Try it: An exact copy of every record is the expected answer.

Data provided:
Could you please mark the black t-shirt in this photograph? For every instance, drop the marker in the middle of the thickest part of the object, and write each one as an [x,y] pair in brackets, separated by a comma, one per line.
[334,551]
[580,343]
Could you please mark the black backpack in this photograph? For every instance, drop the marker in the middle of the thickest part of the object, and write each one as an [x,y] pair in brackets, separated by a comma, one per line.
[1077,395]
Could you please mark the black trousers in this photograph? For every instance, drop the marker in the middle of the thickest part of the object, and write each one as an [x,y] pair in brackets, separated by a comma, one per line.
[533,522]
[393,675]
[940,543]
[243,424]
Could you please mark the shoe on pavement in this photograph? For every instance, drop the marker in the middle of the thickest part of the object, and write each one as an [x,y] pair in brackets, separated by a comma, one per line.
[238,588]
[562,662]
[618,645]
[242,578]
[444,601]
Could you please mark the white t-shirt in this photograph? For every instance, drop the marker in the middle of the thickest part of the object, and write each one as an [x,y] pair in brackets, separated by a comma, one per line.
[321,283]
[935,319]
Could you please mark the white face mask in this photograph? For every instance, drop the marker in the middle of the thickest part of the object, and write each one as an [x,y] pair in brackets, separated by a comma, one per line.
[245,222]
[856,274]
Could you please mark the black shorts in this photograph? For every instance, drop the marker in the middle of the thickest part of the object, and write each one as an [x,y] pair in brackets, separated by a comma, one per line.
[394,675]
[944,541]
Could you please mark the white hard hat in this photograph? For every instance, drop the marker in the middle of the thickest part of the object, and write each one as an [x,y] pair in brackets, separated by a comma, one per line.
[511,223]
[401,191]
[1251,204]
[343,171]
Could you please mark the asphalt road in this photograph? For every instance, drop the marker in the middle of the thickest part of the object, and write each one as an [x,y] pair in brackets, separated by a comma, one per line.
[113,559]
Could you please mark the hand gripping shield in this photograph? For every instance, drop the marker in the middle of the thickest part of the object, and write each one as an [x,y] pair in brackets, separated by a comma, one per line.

Your solution:
Could you please mark the black t-shirt in this photograph? For every instance, drop the marker in the middle of the thickest part of the object, and write each one as an [x,y] pair in brackets, separated by a comma, one per line.
[334,551]
[580,343]
Could you please mark the black backpack in this photograph? For every instance, drop the marker in the middle of the thickest part of the object, and write each one as an [x,y] pair in brackets, separated by a comma, one per line.
[1077,395]
Could you please mark the black trousers in this photograph? For every instance, drop the marker in the middle of the thickest part of the object, and write each one as an [x,y] pair in brackets, separated by a comma, one per line.
[533,522]
[393,675]
[940,543]
[243,424]
Could you please mark the shoe on pavement in this photograph? For every instance, drop the marker in the middle of the thickest part of the object, and write each one as an [x,y] pair in brackets, separated by a comma, one per line.
[238,588]
[562,662]
[618,645]
[242,578]
[444,601]
Could you please mark the white t-shirt in this photograph? For every instance, drop the marker in the middle of the thickest part of the object, and write each one as an [x,y] pair in brackets, separated by a comma, one per line.
[321,283]
[935,319]
Could you please mark the white face mask in this photograph? For every instance, drop the marker in the middle of the thickest part of the object, and write each one as an [x,y] pair in brackets, separated by a comma, one per line.
[245,222]
[856,274]
Could you please mark the black shorts in this photograph? For every instance, drop the marker in the middle of the thickest part of the object, and write each one as an [x,y] pair in brackets, separated by a comma, one per line.
[394,675]
[944,541]
Could you please mark the white hard hat in this photograph? For every instance, drop the marker in the middle of the thickest part of the object, and write each one as an [x,y] pair in brackets, separated by a comma, one per line.
[511,223]
[401,191]
[1251,204]
[343,171]
Could you please mark the asphalt road in this photograph? For every instance, drop the marker in the middle of the thickest part of the object, and write each one as an [x,y] pair in brackets, separated by a comma, one per line.
[113,559]
Could you please mark the hand gripping shield in this photograph? For every instance, drop the marker in the middle of the thickest part of the object, and write each one as an [x,y] pair in brackets, separated by a comma, one per line.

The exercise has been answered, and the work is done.